What to produce: Below are the records; work out how many lines among them contain "clicks", and write nothing besides that number.

Data for this task:
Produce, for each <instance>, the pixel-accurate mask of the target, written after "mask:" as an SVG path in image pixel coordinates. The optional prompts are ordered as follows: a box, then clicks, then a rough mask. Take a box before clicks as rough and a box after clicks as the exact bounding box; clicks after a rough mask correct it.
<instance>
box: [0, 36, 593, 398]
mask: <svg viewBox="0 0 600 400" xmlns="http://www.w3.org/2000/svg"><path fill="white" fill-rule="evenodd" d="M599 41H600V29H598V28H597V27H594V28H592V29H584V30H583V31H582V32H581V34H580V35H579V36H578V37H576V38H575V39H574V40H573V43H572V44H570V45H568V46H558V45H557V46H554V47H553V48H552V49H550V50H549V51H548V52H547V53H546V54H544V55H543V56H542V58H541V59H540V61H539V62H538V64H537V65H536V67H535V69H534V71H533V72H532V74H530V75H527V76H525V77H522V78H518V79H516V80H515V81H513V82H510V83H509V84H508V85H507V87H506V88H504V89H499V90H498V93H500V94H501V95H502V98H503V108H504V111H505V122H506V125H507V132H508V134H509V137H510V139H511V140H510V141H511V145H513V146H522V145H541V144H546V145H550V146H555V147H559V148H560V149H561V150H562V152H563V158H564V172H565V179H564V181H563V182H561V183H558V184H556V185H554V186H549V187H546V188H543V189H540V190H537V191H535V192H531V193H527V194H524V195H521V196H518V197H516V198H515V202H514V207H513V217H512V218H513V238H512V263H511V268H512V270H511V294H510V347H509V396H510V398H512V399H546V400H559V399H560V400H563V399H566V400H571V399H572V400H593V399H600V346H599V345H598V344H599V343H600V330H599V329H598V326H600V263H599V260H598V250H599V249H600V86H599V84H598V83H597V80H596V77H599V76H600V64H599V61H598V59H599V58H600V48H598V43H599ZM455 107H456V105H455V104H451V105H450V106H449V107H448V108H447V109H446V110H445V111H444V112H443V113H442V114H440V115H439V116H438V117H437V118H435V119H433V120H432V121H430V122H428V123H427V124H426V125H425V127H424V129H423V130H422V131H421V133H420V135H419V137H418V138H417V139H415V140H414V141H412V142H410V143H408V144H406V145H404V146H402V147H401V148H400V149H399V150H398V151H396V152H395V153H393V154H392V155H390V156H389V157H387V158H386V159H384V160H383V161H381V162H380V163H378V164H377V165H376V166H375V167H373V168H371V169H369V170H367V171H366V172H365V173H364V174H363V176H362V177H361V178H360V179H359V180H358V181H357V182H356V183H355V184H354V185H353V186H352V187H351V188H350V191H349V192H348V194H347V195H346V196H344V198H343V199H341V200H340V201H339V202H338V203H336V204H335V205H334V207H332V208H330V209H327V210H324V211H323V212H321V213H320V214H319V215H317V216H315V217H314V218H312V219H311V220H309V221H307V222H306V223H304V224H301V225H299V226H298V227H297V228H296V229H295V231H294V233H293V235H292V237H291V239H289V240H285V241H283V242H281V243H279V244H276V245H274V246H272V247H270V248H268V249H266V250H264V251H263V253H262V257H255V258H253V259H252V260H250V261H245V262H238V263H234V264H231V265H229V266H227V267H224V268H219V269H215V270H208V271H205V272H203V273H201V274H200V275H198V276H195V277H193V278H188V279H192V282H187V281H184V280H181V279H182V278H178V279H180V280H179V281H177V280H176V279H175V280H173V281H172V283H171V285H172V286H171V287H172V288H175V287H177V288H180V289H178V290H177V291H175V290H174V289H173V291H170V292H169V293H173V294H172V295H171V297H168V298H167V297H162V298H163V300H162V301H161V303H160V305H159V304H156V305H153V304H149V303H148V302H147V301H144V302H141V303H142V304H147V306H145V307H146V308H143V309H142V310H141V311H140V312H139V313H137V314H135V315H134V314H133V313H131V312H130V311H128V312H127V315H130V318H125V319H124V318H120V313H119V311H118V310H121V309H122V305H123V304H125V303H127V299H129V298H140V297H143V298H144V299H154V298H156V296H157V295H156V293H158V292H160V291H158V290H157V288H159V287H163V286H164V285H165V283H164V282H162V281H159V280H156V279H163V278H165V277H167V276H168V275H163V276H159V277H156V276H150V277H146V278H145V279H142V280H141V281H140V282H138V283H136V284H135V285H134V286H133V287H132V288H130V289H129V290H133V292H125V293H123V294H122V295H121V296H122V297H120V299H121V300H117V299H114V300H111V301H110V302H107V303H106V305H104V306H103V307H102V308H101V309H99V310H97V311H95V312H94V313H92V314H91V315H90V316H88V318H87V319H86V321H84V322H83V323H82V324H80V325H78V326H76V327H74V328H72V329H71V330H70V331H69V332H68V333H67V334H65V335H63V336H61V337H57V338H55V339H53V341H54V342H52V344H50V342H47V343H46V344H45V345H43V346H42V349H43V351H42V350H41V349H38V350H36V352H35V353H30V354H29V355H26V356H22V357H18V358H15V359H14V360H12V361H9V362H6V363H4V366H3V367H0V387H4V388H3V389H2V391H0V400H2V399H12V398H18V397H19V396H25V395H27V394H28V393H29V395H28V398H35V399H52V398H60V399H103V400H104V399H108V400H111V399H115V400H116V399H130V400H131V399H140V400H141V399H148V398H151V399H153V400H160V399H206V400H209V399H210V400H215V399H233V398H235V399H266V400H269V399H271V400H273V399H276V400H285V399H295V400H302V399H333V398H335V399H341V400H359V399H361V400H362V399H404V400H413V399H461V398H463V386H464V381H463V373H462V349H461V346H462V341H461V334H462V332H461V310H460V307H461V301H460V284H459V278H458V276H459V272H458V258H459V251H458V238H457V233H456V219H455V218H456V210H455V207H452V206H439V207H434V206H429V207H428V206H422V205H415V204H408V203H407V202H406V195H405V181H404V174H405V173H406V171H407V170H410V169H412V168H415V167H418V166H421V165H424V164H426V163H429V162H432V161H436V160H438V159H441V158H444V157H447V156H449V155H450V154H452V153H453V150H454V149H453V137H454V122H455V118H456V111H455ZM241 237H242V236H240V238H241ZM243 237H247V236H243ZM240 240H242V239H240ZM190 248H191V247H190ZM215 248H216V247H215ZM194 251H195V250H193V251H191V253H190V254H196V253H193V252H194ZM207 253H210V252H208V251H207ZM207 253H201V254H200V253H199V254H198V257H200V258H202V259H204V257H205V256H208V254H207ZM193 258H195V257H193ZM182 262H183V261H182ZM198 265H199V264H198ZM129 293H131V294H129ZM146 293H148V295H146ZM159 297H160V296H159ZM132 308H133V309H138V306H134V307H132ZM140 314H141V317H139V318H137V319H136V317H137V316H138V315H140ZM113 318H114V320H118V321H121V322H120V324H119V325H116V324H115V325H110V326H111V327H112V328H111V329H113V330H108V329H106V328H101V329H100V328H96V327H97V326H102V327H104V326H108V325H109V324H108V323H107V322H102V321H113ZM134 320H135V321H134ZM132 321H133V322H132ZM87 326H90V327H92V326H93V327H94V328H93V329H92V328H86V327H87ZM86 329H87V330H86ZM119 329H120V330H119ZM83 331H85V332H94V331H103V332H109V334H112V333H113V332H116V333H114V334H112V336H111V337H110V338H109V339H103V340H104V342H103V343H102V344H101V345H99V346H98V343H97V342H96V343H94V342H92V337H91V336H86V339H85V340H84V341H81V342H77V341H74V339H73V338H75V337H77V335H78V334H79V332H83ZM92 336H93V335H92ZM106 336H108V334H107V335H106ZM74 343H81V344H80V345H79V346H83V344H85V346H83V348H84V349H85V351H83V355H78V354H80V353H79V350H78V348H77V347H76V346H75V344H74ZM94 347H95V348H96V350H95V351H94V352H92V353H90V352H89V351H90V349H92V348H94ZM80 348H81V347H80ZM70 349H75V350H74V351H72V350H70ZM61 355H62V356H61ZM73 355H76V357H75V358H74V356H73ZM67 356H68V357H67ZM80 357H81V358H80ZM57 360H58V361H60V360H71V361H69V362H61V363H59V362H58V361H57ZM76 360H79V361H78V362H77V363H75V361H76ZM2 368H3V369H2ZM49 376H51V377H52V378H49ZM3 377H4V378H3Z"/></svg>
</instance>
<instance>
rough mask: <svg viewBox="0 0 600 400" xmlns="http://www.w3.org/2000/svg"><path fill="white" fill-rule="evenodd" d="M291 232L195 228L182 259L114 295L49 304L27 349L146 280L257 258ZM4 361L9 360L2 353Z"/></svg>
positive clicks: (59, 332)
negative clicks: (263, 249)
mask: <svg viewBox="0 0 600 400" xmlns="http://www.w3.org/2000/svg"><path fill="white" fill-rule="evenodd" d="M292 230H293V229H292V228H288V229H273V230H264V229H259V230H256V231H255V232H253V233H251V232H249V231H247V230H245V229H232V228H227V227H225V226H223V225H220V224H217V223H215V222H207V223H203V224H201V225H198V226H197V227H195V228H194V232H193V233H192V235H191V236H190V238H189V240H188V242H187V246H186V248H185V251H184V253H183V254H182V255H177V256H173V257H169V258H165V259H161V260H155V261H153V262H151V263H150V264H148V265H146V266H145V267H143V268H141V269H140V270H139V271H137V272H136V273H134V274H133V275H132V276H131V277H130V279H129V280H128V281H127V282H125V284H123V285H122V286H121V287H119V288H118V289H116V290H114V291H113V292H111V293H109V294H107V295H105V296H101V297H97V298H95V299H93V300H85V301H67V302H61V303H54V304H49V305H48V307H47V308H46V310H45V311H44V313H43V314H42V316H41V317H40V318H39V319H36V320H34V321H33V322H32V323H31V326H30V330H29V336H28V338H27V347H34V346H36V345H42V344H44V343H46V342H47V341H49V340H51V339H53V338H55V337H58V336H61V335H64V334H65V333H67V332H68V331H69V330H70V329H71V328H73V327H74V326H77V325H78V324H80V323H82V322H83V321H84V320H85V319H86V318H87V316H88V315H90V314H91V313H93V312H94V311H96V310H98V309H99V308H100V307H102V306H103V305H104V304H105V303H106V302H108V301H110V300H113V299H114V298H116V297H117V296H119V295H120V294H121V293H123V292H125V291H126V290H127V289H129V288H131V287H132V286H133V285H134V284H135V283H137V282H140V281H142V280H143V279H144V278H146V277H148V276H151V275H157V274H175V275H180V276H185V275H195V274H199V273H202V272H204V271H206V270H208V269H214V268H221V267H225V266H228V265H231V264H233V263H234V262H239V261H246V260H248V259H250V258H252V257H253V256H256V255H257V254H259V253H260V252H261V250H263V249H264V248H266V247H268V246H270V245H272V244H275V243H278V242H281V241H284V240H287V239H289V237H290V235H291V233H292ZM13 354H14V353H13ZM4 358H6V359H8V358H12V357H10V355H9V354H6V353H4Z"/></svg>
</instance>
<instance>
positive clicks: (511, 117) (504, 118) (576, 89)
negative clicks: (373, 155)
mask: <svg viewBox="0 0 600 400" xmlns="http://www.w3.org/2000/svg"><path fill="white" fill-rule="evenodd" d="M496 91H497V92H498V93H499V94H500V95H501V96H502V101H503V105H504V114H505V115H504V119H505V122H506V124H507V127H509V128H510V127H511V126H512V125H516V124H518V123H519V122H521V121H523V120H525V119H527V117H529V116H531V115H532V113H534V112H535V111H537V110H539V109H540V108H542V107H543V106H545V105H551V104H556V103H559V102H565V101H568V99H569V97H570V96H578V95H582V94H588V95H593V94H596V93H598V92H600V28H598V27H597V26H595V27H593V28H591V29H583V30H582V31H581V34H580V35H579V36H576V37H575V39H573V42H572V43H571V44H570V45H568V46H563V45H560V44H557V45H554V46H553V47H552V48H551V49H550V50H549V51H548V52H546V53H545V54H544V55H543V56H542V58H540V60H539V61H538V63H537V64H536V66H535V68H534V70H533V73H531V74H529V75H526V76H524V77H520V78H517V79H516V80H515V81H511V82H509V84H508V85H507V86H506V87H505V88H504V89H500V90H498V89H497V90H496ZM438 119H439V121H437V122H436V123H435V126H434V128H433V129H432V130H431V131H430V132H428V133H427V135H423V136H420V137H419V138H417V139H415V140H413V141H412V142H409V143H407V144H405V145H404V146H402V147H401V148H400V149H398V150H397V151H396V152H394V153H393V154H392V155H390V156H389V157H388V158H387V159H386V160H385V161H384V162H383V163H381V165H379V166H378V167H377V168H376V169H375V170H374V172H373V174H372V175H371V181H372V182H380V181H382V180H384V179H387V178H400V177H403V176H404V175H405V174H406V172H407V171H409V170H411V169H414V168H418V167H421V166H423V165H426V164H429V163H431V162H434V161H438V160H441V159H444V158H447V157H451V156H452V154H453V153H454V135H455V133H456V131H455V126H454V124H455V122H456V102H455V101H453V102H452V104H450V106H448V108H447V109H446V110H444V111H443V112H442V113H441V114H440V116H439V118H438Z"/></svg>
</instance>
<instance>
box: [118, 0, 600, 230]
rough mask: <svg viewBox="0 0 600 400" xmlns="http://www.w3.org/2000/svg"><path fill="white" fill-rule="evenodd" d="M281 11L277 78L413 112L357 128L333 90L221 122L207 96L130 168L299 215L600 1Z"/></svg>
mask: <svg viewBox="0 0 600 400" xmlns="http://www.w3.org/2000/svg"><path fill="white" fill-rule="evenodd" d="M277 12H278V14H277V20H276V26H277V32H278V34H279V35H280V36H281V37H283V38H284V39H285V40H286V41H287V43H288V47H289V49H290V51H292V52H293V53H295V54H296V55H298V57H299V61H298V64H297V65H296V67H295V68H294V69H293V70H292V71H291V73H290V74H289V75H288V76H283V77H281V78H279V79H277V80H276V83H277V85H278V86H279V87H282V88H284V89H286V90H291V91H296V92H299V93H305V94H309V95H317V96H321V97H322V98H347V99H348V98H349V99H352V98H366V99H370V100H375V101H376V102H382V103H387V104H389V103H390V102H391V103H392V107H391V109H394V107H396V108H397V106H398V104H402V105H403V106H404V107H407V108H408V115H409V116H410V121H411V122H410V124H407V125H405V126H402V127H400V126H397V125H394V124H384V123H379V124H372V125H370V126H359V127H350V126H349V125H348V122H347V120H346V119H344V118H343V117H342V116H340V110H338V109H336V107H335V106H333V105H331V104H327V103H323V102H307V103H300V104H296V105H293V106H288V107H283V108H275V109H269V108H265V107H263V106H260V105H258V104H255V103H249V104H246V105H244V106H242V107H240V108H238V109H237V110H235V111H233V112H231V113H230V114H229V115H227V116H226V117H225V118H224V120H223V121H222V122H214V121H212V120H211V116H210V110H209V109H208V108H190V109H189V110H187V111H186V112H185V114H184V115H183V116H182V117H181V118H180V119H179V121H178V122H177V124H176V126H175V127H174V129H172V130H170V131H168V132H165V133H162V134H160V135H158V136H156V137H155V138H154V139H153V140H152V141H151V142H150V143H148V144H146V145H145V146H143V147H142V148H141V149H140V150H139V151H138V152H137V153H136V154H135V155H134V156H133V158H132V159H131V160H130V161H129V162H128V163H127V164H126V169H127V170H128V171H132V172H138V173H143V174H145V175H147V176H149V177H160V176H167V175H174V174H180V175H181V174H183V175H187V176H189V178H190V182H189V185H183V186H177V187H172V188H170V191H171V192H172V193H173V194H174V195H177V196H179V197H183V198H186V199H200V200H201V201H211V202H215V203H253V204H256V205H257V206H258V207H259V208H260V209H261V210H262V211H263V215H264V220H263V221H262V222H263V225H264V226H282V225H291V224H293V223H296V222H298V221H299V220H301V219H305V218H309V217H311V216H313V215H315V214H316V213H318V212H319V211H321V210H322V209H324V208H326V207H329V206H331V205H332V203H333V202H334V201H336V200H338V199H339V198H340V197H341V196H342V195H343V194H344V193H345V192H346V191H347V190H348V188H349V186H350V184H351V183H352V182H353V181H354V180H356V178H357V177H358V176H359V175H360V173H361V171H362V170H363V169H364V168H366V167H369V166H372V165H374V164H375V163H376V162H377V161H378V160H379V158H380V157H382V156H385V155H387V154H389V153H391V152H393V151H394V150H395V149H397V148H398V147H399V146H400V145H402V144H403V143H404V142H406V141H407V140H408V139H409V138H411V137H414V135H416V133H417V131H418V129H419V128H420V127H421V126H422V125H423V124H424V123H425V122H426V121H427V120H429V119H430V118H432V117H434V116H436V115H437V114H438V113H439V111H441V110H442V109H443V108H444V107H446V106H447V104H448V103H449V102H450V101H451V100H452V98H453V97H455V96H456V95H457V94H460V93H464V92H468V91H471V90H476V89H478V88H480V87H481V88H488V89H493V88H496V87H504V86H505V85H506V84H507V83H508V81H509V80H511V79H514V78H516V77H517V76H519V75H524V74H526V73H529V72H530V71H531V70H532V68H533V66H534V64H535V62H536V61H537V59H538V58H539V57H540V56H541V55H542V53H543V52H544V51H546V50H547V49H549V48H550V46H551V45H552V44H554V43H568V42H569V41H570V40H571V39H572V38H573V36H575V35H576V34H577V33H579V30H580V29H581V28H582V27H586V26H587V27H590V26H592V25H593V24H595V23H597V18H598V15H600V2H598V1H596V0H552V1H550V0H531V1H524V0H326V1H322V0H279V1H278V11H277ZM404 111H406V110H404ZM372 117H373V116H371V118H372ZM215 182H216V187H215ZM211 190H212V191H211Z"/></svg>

Result of this exercise: 5